8 febrero 2011

Contribución curva de velocidad

Category: — Manolo @ 22:50
Esta contribución añade a Rocrail la capacidad de tener una curva de velocidad que se gestiona desde el ordenador.
El programa compilado es rocrail-setup_SpeedCurve-rev4453. Y para la raspberry pi: rocrail-setup-rev4453-debianSpeedCurve-armhf
La documentación está en Inglés:

Finally I have had some time to implement the functionality I was requesting. I am attaching an explanation on what the motivation was, and how it can be used.
Since I am not at all an expert on C, neither on the rocrail code, it has taken me longer than expected. Moreover, there is still a problem with the code – a memory leak – I have not been able to solve. I think it is in the way I am attaching the speedcurve parameters to the loc command (loc.c file)… but I am not sure – any help, correction and suggestion for improvement is very welcome.
Basically I have modified the wrapper description file to include a new property to the loc (speedcurve). Then I have modified the loc.c file to explore if a locomotive has this property and include them in the commands sent to the stations. Finally, in DDX, this parameter is treated in MM locomotives.
The reason to address only MM is basically because DCC decoders use to have an actual speedcurve functionality. In any case, since the information is transmitted to any station, anyone could make use of it to implement the speedcurve as I have made for DDX MM.
Hope this new feature to be of interest. It needs still some refinement for the memory leak.. but hopefully someone could give me a hint on how to solve it, so it can be included in a stable release – if it is of interest of course.
I am attaching the three source code files modified, a plan example and the explanation of the functionality.

Description and motivation

A speed curve is a well-known feature of new decoders, and especially it is a feature extensively used in DCC hardware. The solution is normally based on a number of CV that grants the user with the possibility to specify non-linear speed curves, which are closer to reality. The speed can be set per engine step and in addition it is also possible to define the acceleration and deceleration time.
Older decoders, and especially some low-cost solutions designed to work with the motorola format, cannot access such rich feature. In the best scenario it is possible to adjust the acceleration and deceleration time, but never to define different parameters per engine step. This handicap can be easily overcome by software with Rocrail, introducing predefined speed profiles per engine step that can be interpreted by DDX.

--------------------------------------------------

Instrucciones
Copia el texto sobre la curva de velocidad desde "A speed curve" hasta "interpreted by DDX.", pero cambia "engine step" por "speed step".

--------------------------------------------------

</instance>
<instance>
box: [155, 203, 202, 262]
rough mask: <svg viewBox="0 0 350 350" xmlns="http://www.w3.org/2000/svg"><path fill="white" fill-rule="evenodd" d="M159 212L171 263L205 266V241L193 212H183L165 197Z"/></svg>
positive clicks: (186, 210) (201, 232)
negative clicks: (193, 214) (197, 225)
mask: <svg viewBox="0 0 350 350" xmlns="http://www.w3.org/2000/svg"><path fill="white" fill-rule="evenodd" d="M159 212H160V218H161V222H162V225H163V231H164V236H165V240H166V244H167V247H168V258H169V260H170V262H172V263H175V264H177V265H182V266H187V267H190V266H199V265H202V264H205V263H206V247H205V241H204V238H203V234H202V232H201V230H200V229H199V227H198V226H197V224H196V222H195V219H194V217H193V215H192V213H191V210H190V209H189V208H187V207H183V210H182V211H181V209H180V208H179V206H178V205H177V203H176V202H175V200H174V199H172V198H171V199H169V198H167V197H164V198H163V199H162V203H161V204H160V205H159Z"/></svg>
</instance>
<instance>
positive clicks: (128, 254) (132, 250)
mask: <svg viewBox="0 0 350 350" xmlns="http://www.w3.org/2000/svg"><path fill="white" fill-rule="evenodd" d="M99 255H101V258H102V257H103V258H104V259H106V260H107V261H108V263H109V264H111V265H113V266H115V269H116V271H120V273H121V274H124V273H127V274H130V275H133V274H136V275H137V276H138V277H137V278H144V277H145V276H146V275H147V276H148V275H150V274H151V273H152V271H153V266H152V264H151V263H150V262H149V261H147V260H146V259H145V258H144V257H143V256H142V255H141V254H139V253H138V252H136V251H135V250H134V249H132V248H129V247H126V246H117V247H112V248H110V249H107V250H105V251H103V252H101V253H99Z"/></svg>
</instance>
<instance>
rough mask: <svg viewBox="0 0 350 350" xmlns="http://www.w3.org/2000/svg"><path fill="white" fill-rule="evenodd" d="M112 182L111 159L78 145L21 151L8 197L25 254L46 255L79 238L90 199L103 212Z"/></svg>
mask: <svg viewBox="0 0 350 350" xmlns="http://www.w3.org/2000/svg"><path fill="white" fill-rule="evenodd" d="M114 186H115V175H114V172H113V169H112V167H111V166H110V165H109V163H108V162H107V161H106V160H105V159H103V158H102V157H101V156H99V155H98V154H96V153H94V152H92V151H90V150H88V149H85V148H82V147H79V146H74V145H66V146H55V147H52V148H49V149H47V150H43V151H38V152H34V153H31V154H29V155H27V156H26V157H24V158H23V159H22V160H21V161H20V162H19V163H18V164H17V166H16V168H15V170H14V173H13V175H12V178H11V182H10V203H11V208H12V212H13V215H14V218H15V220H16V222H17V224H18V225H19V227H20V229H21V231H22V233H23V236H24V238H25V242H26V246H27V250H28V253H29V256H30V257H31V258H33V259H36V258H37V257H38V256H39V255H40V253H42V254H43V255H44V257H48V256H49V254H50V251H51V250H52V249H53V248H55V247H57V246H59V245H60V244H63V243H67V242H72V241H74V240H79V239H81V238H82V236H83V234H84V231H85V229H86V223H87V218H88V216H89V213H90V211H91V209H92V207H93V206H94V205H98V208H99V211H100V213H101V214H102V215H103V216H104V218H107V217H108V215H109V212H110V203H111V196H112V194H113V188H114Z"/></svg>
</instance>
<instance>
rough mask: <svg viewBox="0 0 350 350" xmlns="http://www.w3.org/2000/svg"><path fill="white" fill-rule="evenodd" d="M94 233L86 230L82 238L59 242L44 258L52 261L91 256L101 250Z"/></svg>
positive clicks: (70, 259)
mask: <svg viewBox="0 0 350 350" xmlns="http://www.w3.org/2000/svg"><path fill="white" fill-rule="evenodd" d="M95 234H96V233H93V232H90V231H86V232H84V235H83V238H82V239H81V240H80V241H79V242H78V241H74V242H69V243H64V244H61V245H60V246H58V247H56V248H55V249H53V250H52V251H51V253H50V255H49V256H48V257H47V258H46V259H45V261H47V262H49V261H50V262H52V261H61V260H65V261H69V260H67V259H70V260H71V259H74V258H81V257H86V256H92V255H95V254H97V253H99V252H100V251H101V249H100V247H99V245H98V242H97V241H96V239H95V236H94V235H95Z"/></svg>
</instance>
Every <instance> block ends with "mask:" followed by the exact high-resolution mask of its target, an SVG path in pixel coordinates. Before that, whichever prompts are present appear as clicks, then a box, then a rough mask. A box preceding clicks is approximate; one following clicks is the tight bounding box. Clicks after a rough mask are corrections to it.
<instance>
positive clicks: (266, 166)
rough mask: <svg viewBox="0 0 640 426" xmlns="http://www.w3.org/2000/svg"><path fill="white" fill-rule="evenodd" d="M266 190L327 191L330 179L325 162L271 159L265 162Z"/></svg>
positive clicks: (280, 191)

--------------------------------------------------

Solución
A speed curve is a well-known feature of new decoders, and especially it is a feature extensively used in DCC hardware. The solution is normally based on a number of CV that grants the user with the possibility to specify non-linear speed curves, which are closer to reality. The speed can be set per speed step and in addition it is also possible to define the acceleration and deceleration time.
Older decoders, and especially some low-cost solutions designed to work with the motorola format, cannot access such rich feature. In the best scenario it is possible to adjust the acceleration and deceleration time, but never to define different parameters per speed step. This handicap can be easily overcome by software with Rocrail, introducing predefined speed profiles per speed step that can be interpreted by DDX.